▸ **WHAT YOU SHOULD DO**:
From the entries below, extract every line that contains the word "helmet" and copy each such line in full.

Dataset records on object locations
================================
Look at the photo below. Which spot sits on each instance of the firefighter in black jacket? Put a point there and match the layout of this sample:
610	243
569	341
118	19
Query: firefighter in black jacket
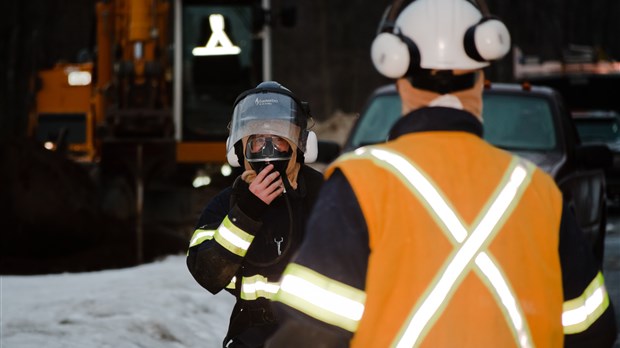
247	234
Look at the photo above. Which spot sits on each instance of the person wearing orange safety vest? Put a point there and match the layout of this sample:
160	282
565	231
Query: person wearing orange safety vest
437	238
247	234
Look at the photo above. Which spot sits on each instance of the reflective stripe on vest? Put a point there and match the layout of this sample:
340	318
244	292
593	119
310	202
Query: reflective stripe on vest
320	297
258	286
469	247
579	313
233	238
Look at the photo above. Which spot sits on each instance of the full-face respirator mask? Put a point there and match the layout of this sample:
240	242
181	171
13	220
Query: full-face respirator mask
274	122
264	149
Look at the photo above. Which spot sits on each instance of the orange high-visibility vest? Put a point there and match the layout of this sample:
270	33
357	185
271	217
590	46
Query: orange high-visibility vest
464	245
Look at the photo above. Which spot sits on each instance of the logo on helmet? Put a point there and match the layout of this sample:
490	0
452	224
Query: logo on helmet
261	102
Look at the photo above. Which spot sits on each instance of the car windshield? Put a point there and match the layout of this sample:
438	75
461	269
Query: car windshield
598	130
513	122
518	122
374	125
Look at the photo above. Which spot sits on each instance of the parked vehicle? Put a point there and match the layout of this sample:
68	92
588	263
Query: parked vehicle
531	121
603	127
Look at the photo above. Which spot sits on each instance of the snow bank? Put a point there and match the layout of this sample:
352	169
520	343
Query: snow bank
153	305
================================
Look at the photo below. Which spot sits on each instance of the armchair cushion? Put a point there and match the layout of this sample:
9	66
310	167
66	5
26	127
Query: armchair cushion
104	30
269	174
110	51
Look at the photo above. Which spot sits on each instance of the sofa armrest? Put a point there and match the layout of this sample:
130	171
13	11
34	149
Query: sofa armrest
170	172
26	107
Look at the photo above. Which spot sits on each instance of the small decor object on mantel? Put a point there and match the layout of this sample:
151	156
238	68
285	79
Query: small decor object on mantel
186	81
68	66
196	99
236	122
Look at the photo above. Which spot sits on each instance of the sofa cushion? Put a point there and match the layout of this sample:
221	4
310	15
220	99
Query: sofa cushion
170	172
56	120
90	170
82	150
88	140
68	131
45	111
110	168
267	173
================================
▸ **WRITTEN RESPONSE**:
Look at the photo above. Which spot sits on each instance of the logo on helmet? Put a point there and match the layout of this sample:
Query: logo on helmet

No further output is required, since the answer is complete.